- Challenge -
Write out the rows below word for word, from the line that contains "Reviewer note: check that each instance of the paved" through the last row, including both ends.

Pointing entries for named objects
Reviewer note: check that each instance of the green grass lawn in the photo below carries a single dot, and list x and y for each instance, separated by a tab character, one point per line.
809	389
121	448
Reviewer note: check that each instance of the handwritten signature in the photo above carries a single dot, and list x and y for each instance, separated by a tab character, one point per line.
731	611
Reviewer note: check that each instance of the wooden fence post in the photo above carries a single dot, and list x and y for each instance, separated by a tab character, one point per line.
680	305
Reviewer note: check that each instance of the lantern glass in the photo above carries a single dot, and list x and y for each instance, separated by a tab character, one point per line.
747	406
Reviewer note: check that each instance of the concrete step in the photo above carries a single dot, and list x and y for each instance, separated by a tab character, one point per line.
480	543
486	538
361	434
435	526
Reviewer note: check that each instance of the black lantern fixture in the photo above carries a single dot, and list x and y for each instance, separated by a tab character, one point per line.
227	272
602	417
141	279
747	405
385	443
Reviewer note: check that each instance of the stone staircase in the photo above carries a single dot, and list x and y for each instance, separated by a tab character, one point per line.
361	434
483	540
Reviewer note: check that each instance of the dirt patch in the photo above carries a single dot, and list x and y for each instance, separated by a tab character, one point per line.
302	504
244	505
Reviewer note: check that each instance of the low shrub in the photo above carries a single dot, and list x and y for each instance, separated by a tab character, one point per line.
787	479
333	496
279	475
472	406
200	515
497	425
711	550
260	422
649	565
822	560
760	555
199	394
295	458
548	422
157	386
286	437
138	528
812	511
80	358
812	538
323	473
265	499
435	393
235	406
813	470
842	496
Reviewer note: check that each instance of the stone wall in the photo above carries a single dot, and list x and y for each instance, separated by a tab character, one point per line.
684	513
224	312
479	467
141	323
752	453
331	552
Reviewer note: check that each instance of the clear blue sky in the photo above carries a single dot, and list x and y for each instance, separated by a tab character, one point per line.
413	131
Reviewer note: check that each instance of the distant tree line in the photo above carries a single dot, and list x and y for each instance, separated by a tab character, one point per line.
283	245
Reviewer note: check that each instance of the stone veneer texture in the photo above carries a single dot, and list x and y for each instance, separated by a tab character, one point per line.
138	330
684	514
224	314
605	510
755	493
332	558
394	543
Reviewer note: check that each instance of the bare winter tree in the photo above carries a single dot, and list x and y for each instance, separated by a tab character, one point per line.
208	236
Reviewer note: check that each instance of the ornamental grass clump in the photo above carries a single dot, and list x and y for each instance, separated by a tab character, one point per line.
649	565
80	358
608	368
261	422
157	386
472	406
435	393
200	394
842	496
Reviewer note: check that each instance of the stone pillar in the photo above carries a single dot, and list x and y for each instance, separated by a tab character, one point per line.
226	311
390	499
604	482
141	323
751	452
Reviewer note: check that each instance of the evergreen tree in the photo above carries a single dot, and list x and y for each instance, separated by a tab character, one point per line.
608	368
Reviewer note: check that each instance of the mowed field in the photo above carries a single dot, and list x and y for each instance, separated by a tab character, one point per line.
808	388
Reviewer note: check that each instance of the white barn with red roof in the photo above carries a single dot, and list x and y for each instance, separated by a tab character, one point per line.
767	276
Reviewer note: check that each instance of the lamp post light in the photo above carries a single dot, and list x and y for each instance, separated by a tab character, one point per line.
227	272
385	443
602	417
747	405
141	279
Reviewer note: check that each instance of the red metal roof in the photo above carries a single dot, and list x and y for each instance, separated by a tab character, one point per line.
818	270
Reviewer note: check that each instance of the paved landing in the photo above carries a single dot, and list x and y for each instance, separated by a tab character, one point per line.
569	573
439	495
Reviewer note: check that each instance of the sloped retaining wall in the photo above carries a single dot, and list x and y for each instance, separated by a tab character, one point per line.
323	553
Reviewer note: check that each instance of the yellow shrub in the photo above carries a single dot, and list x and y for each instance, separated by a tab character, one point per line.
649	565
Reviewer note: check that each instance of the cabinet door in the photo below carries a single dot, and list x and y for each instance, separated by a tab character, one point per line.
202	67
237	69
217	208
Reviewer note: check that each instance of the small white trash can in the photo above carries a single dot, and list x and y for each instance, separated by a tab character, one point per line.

- Exercise response -
Reviewer note: check that each instance of the paved landing in the photo above carries a single dot, and list x and y for each instance, separated by a tab character, one point per line.
569	573
439	495
Reviewer note: check that each instance of the sloped retaining wall in the photo above carries a single dot, and list x and y for each instance, separated by a tab character, one point per line.
323	553
Reviewer note: check that each instance of the yellow shrub in the photo above carries a single dot, and list x and y for each instance, separated by a tab character, one point per line.
649	565
Reviewer note: check that each instance of the cabinet door in the photo below carries a single dot, and list x and y for each instance, separated by a tab character, one point per line.
202	67
237	69
217	208
Reviewer note: check that each instance of the small white trash can in the photo above carries a single dot, and list x and y for each instance, separated by a tab character, one point per line.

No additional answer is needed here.